# [DIRECTIONS FOR THIS TASK]
Extract each line in the following listing that contains the word "below".
>> START ROWS
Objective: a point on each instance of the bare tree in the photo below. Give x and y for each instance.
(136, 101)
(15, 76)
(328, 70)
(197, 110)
>> END ROWS
>> START ROWS
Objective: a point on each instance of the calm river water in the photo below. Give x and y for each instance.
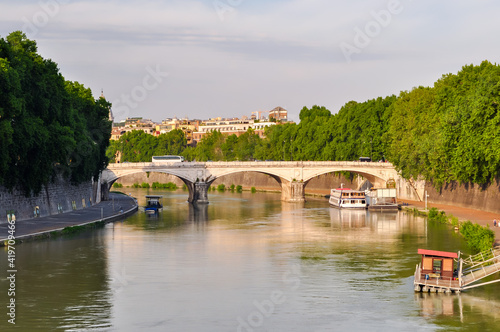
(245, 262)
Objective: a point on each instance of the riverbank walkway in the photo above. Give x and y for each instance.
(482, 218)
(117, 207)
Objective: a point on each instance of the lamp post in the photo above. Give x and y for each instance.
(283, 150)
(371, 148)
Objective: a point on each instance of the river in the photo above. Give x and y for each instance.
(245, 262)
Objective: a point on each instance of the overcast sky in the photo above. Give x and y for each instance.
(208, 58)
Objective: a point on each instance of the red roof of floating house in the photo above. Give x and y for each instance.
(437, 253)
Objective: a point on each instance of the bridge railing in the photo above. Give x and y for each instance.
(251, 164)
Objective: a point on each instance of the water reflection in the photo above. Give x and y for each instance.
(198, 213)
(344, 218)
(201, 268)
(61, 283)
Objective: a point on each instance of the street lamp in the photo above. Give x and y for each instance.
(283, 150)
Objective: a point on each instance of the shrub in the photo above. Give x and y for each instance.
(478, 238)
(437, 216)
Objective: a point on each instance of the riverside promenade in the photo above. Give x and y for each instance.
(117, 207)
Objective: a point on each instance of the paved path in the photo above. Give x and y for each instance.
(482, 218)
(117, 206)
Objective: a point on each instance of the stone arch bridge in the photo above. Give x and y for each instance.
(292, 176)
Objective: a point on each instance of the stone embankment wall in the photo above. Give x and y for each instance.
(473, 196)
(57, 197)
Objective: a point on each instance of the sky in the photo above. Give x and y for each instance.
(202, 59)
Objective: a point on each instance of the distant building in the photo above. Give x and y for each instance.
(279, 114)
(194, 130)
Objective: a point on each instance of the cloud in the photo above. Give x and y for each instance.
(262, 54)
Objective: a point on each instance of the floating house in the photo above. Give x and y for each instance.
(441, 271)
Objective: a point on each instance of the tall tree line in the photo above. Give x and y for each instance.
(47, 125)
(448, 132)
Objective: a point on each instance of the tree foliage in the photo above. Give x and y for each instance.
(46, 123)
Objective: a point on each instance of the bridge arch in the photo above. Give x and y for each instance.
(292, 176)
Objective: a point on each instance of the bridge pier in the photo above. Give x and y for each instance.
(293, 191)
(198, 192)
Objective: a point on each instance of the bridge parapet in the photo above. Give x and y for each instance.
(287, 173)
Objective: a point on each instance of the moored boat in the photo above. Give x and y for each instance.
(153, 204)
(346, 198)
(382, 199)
>> END ROWS
# [REPLY TO THE TASK]
Objective: a point on each instance of the bare tree in the photo below. Give x and y for each instance.
Objective: a point on each instance of the calm river water in the photo below. Give x and y for each instance.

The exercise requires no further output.